# start of Input material

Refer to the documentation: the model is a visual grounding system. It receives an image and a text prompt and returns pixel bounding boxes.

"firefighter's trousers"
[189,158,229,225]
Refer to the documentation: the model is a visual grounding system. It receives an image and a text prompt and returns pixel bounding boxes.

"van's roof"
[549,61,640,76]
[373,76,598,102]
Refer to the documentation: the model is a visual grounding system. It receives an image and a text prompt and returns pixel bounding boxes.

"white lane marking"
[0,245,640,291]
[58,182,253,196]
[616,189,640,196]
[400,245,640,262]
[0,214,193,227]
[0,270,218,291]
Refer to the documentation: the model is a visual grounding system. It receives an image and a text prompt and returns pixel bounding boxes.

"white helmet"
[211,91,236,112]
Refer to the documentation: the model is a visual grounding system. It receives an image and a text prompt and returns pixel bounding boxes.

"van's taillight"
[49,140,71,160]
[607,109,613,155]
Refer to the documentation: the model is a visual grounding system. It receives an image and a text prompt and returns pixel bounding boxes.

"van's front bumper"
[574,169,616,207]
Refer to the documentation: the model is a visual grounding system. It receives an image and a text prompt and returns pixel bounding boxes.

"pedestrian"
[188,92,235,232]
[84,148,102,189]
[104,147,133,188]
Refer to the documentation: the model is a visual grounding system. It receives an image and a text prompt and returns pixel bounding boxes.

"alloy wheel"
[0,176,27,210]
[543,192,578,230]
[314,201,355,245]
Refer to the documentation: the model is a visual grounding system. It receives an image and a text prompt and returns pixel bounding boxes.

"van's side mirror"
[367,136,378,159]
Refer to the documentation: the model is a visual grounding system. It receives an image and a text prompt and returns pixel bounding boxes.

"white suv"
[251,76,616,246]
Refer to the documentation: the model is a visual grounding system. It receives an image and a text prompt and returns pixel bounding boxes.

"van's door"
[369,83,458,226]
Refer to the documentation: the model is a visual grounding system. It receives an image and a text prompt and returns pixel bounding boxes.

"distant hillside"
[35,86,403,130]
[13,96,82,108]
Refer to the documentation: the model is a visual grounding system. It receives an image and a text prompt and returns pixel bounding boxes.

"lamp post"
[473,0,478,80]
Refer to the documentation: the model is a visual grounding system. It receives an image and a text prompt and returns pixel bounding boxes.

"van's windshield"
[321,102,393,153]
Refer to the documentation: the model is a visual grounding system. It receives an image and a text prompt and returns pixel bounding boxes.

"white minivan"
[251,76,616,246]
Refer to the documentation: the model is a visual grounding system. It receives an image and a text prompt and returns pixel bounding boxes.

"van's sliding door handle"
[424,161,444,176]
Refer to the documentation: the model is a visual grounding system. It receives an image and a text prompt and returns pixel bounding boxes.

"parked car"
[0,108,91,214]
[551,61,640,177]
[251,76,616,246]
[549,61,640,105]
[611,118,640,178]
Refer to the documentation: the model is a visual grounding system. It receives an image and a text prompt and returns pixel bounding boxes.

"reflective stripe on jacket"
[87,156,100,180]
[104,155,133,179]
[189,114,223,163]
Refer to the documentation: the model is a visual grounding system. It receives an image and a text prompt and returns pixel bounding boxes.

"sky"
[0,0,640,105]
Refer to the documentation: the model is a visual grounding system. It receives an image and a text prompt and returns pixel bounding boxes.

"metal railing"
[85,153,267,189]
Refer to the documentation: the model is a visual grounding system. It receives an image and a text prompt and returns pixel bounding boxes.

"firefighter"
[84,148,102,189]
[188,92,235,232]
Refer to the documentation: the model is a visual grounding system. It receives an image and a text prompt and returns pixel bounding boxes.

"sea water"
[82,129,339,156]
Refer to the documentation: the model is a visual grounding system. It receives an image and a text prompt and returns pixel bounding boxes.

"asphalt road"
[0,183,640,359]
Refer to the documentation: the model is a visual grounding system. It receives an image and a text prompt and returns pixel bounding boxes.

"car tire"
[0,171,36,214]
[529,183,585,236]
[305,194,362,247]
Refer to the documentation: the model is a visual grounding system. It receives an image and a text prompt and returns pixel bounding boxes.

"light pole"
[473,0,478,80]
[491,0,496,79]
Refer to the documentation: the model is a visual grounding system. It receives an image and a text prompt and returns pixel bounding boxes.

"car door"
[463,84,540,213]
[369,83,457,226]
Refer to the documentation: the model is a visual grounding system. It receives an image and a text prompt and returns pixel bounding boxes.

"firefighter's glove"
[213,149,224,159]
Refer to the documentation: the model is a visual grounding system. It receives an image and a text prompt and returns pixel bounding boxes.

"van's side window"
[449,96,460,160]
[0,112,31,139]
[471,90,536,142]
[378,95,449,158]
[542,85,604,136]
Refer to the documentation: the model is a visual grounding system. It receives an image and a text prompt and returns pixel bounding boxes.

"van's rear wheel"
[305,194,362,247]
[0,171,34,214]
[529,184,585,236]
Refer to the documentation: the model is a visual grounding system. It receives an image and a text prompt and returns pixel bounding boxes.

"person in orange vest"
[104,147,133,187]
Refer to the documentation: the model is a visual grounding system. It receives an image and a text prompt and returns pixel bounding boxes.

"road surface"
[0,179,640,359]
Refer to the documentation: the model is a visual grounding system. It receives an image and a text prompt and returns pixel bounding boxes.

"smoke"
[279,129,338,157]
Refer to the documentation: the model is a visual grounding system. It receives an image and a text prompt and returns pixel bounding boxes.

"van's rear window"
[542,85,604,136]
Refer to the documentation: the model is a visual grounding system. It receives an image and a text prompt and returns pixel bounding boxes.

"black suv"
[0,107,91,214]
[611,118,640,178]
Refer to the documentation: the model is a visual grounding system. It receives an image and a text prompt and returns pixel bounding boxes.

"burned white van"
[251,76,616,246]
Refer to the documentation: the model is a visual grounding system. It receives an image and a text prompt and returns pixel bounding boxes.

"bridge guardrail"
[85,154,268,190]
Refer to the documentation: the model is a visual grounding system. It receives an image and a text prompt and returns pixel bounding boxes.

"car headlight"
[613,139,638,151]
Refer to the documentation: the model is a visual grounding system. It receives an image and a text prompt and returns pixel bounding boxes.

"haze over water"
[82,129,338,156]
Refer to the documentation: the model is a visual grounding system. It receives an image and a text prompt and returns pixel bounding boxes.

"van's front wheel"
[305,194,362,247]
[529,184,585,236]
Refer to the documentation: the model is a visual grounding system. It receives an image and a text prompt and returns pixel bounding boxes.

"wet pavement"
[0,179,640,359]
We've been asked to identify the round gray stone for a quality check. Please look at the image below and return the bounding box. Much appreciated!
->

# end of Input material

# Given task
Write out every row above line for line, with no changes.

# Reply to the task
Refer to the documentation: the model is a visual grounding system. It receives an image and a text prompt and returns pixel bounding boxes.

"firefighter's trousers"
[189,158,229,225]
Refer to the documentation: the model is a visual grounding system. It receives an image and a text prompt and returns pixel bounding boxes.

"van's roof"
[549,61,640,76]
[373,76,598,102]
Refer to the documentation: the model is a visual grounding system. It receives an image and a text prompt and returns pixel bounding boxes.

"white lane marking"
[0,245,640,291]
[58,182,253,196]
[616,189,640,196]
[400,245,640,262]
[0,214,193,227]
[0,270,218,291]
Refer to the documentation: the model is a visual grounding system. It receives an image and a text prompt and returns pixel bounding boxes.

"white helmet"
[211,91,236,112]
Refer to the documentation: the model is a visual grounding system. It receives an image and a text prompt and returns pixel bounding boxes.

"van's taillight"
[49,140,71,160]
[607,109,613,155]
Refer to the documentation: the model is a visual grounding system. It receives an image and a text prompt and returns pixel bounding boxes.

"van's front bumper"
[574,169,616,207]
Refer to the documentation: the model is a visual grounding system. It receives an image and a text prompt and returns pixel bounding boxes.

"pedestrian"
[188,92,235,232]
[84,148,102,189]
[104,147,133,188]
Refer to the documentation: the model is a visual grounding system. It receives an image and a text prompt and returns pixel bounding boxes.

"alloy wheel"
[0,176,27,210]
[543,192,578,230]
[314,201,355,245]
Refer to the documentation: the model is a visual grounding system. It receives an image and a text prompt and returns pixel bounding boxes.

"van's side mirror"
[367,136,378,159]
Refer to the documentation: the model is a visual grounding system. It receives an image and a text prompt and returns pixel bounding boxes.

"white suv"
[251,76,616,246]
Refer to the documentation: the model is a visual grounding system. It receives an image and a text prompt and returns pixel bounding boxes.

"van's door"
[369,83,458,226]
Refer to the documentation: the model is a visual grounding system. It receives an image and a text prompt and returns pixel bounding boxes.

"distant hillside"
[35,86,403,130]
[13,96,82,108]
Refer to the documentation: the model is a visual grounding system. It receives an image and a text prompt and returns pixel bounding boxes.

"lamp post"
[473,0,478,80]
Refer to the documentation: the model is a visual grounding system. It receives an image and a text prompt and returns pixel bounding boxes.

"van's windshield"
[321,102,393,153]
Refer to the documentation: the model is a visual grounding system. It receives an image and a text prompt and returns pixel bounding boxes.

"white minivan"
[251,76,616,246]
Refer to the documentation: the model is a visual grounding system. It receives an image and a text prompt and returns pixel bounding boxes.

"van's sliding door handle"
[424,161,444,176]
Refer to the documentation: the model is a visual grounding system. It receives an image and a text prompt and returns pixel bounding boxes.

"parked car"
[0,108,91,214]
[551,61,640,177]
[251,76,616,246]
[549,61,640,105]
[611,118,640,178]
Refer to the documentation: the model is a visual grounding system. It receives an image and a text prompt and returns pixel bounding boxes.

"reflective stripe on jacket"
[87,156,100,180]
[104,155,133,179]
[189,114,223,163]
Refer to the documentation: the model is a visual grounding system. It receives an image and a text prompt and returns pixel bounding boxes.

"sky"
[0,0,640,105]
Refer to the documentation: the model is a visual grounding system. It receives an image and a text prompt and returns pixel bounding boxes.

"metal railing"
[85,153,267,189]
Refer to the documentation: the model is a visual grounding system. It receives an image and a text prompt and returns pixel bounding boxes.

"firefighter"
[84,148,102,189]
[188,92,235,232]
Refer to the documentation: the model is a visual grounding system. It receives an image and a text prompt and returns pixel bounding boxes.

"sea water"
[82,129,339,156]
Refer to the documentation: the model is a visual grounding system. It receives an image and a text prompt and returns pixel bounding boxes.

"asphalt road"
[0,183,640,359]
Refer to the documentation: the model is a visual grounding system. It receives an image and a text prompt and returns pixel bounding boxes.

"car tire"
[0,171,36,214]
[529,183,585,236]
[305,194,362,247]
Refer to the documentation: the model is a visual grounding system. It receives an image and a text prompt and returns pixel bounding boxes.

"light pole"
[473,0,478,80]
[491,0,496,79]
Refer to the documentation: the model is a visual grounding system. It receives an image and a text prompt and returns pixel bounding boxes.

"car door"
[463,84,540,213]
[369,83,457,226]
Refer to the documentation: the model is a visual grounding system. It receives an image and a text prompt and returns pixel bounding boxes.

"firefighter's glove"
[213,149,224,159]
Refer to the documentation: the model is a visual grounding system. It receives an image and a text prompt and returns pixel bounding boxes.

"van's side window"
[449,96,460,160]
[0,112,31,139]
[471,90,536,142]
[378,95,449,158]
[542,85,604,136]
Refer to the documentation: the model is a visual grounding system. It receives an image and a text prompt and returns pixel bounding boxes.

"van's rear wheel"
[305,194,362,247]
[0,171,34,214]
[529,184,585,236]
Refer to the documentation: the model is a visual grounding system. It receives an image and a text prompt and returns pixel bounding boxes.

"person in orange vest"
[104,147,133,187]
Refer to the documentation: the model is a visual grounding system. It receives an image and a text prompt and returns pixel bounding boxes.

"road surface"
[0,179,640,359]
Refer to the documentation: the model is a visual grounding system. It receives an image and a text prompt and returns pixel bounding boxes.

"smoke"
[279,129,338,157]
Refer to the documentation: the model is a visual grounding system. It receives an image and a text prompt and returns pixel bounding boxes.

"van's rear window"
[542,85,604,136]
Refer to the documentation: the model is a visual grounding system. It receives an image and a text prompt and returns pixel bounding boxes.

"black suv"
[0,107,91,214]
[611,118,640,178]
Refer to the documentation: the model is a visual grounding system. It receives an image and a text prompt and returns pixel bounding boxes.

"burned white van"
[251,76,616,246]
Refer to the documentation: the model is a visual grounding system. It receives an image and a text prompt and returns pixel bounding boxes.

"bridge guardrail"
[85,154,268,190]
Refer to the documentation: the model is a visual grounding system. It receives an image and a text prompt and returns pixel bounding boxes.

"car headlight"
[613,139,638,151]
Refer to the documentation: the model is a visual grounding system. It receives an image and a text prompt and returns pixel bounding boxes.

"haze over water"
[82,129,338,156]
Refer to the documentation: the model is a visual grounding system. It receives an image and a text prompt and returns pixel bounding boxes.

"van's front wheel"
[305,194,362,247]
[529,184,585,236]
Refer to the documentation: the model is a visual grounding system. It receives an image and a text prompt and returns pixel bounding boxes.

"wet pavement"
[0,179,640,359]
We've been asked to identify the round gray stone for a quality check. Please look at the image below and return the bounding box. Much appreciated!
->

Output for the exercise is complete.